- TEXT SHOWN:
How Cyware’s Cyber Fusion solutions enable security collaboration
Cyware’s Cyber Fusion Center enables cross-functional collaboration between all the teams involved in threat prevention, detection, response, and remediation within an organization. Traditionally siloed teams and functions like the SOC team, engineers, incident responders, vulnerability management teams, and other stakeholders get a common operating picture of threats and vulnerabilities across the enterprise environment and can collaborate in real-time to mitigate and respond to threats quickly. 

The Cyware Situational Awareness Platform (CSAP) is designed for real-time threat alert sharing for enterprises and trusted communities like ISACs and ISAOs. CSAP provides a secure communication platform for organizations across geographies and sectors to share strategic intelligence and collaborate on predictive security and threat mitigation.

[Point placement records]
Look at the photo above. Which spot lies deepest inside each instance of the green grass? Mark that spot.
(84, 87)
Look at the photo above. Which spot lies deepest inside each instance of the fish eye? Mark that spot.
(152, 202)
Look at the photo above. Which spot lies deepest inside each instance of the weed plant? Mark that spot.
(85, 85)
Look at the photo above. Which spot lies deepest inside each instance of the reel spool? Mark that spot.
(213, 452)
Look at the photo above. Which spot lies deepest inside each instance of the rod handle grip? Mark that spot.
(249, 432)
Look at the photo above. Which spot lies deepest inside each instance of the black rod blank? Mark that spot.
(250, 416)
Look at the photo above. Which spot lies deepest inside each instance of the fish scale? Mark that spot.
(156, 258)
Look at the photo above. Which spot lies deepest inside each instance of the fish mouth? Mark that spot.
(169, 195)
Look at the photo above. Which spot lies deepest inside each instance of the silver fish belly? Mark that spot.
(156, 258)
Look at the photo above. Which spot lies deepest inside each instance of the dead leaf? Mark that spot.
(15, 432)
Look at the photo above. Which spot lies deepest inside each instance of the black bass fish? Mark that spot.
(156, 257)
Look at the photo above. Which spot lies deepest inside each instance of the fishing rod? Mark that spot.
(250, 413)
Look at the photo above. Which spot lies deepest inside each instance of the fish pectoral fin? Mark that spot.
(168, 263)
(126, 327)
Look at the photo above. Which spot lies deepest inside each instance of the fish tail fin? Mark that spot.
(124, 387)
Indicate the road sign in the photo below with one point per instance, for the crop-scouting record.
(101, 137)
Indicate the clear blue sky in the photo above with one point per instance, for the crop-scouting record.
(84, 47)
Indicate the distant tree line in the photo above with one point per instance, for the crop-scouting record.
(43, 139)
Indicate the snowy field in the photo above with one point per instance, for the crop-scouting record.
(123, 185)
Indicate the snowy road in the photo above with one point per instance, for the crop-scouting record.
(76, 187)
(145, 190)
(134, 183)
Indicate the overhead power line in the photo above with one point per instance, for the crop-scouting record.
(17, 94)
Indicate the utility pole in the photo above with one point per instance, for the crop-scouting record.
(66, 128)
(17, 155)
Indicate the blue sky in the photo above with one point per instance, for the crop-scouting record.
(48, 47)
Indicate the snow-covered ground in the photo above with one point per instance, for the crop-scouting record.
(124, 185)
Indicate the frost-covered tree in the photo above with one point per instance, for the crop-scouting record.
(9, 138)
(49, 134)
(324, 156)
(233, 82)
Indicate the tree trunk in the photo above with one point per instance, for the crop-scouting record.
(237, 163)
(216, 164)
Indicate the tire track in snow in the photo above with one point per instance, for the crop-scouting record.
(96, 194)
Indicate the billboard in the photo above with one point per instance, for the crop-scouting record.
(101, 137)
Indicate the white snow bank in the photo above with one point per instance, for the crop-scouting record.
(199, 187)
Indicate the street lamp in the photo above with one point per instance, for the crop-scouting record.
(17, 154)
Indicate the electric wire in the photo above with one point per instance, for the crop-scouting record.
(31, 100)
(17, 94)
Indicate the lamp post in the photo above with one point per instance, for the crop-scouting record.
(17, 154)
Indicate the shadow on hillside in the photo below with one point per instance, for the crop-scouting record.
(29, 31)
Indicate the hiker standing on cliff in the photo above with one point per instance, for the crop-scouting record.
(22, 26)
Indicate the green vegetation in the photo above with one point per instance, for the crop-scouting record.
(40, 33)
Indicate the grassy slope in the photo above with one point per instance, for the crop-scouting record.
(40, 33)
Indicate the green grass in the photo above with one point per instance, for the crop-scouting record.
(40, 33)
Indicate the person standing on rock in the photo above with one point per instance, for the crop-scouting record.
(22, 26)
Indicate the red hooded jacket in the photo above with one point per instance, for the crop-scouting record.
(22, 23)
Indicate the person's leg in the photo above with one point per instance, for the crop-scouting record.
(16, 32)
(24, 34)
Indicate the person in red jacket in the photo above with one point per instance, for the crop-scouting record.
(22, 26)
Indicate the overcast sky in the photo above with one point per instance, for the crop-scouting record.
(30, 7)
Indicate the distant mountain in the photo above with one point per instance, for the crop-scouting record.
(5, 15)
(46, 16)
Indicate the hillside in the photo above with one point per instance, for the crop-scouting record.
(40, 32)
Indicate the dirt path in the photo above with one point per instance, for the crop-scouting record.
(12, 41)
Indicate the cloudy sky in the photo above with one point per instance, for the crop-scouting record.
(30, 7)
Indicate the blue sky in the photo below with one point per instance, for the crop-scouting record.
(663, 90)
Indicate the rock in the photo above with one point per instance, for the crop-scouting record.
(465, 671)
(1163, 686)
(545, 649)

- CHALLENGE 1:
How many lines of the records above contain the word "hillside"? Case counts; give only the number.
- CHALLENGE 2:
Please continue the text on Cyware's Cyber Fusion solutions, starting from where it stops.

- EXERCISE RESULT 1:
2

- EXERCISE RESULT 2:
The Cyware Threat Intelligence eXchange (CTIX) is an advanced threat intelligence platform (TIP) for automated ingestion, enrichment, and analysis of threat indicators (IOC) in a collaborative and bidirectional sharing ecosystem.


Avkash Kathiriya

Avkash is the SVP of Research and Innovation in Product at Cyware. He has 12+ years of experience in the information security domain, including SOC/CSIRT Management, Cyber Fusion, Red Team, Cyber Resilience, Threat Hunting, Threat Intelligence and research, Enterprise Security Architecture, and Cybersecurity Governance. Previously, he worked as Senior Manager of Information Security at HDFC Bank.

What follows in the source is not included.